■ Passage given ■
begin

Alenia has fought an uphill battle to crack the U.S. market. Lockheed Martin first partnered with Alenia on the C-27J, only to abandon the program when it concluded it would compete with Lockheed’s four-engine C-130J. Then Boeing signed on as a partner, but it too withdrew its support. Eventually, Alenia partnered with L-3 and won a deal for up to 145 light battlefield transports valued at $6 billion, beating EADS’ C-295.

 

“We have two problems,” Giordo said. “First of all, the price that we have with the U.S. government is a very, very, low, low price because to win the competition we had to reduce the price. Second, the volume at the beginning was 145, then 78, then 38, now 21 with firm, fixed price. We are losing money.

 

“So, how can I allow the U.S. government to sell 21 airplanes they have in their inventory where I lose money and they also kill my international marketing?”

 

Sympathy for Alenia

 

But that stance does have its risks for Alenia Aermacchi, which stands to compete when the U.S. Air Force launches a new jet trainer competition in three years.

 

That competition was to have gotten underway later this year, with Alenia to bid a U.S. version of its M-346 trainer against the T-50 by Korea Aerospace Industries and Lockheed Martin and a new version of BAE Systems’ Hawk trainer sold by Northrop Grumman. Boeing is also considering developing an all new aircraft for the competition.

 

Asked whether his C-27J stance could damage relations with the U.S. Air Force, Giordo said, “I do not see what consequences our decision should have. Our decision is based on a product of a specific program and not meant to jeopardize the relationship with such an important customer and partner. I am sure that we will continue our collaboration with the United States, on, for example the [Joint Strike Fighter] program.”

 

He added that he is confident the M-346, which was selected by Singapore and most recently Israel, is a strong product that would satisfy U.S. requirements.

 

Senior U.S. aerospace executives expressed sympathy for Giordo, saying Alenia has been dealt a particularly tough hand.

 

“They fought like hell to win that contract and priced the plane to win but didn’t leave a lot of profit margin,” said one senior executive. “That’s why he can’t afford to have the U.S. government sell the planes they have. But we’ve all been through that. We bid for programs that we think will be for hundreds of planes that over time dwindle to a handful; it’s just that Alenia’s smaller than we are, so this kind of thing hurts even more.”

end

■ Raw data ■

begin

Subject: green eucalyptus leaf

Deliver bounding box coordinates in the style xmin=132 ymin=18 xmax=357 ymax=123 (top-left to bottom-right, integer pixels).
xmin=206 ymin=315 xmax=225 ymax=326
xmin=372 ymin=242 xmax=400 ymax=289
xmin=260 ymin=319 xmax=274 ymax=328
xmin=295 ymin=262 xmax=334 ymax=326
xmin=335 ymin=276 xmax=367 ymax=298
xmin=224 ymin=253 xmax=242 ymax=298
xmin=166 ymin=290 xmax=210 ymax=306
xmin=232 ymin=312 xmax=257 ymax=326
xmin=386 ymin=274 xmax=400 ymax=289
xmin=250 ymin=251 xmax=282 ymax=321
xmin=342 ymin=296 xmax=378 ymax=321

end

■ Task requirements ■
• 1. In the article about Alenia and the C-27J, list every figure Giordo gives for the number of aircraft in the U.S. program, in the order he gives them.
• 2. Quote the part of the Alenia C-27J article that begins at the words "Sympathy for Alenia" and stops after "in three years.".
• 3. Write what comes next in the article about Alenia and the C-27J, starting after its final paragraph.
The records come from a separate source.

■ Answers below ■
• 1. 145, 78, 38, 21

• 2.
Sympathy for Alenia

 

But that stance does have its risks for Alenia Aermacchi, which stands to compete when the U.S. Air Force launches a new jet trainer competition in three years.

• 3.
“No doubt about it, it’s a tough message, but you can’t blame them because by any objective measure, this company has faced a series of setbacks not of its making,” said Loren Thompson of the Lexington Institute think tank, who also has served as a strategic adviser to Alenia’s parent, Finmeccanica. “It invested heavily to break into the U.S. market, winning the presidential helicopter and the Joint Cargo Aircraft. Both were terminated, and two Air Force helicopter programs they were eager to compete for, search and rescue and supporting ICBM fields, were canceled.”

 

Teal analyst Aboulafia agreed, noting that the only recent parallel to Alenia’s position was between Boeing and Airbus two decades ago.

 

“Back in the ‘90s, Airbus said it wouldn’t support A340s Boeing took from Singapore in exchange for 777s,” he said. “It was ultimately resolved after Airbus realized that not supporting the planes would hurt residual values for all A340s. What Alenia wants to do is effectively embargo its own product. It’s an aggressive stance, but my question is how this plays out in reality. It’s extremely difficult to enforce on any sophisticated product with a whole lot of subcontractors and third-party suppliers.”

 

Aboulafia suggested the move is more a negotiating tactic than a final position, noting it’s never good for business to squeeze a customer.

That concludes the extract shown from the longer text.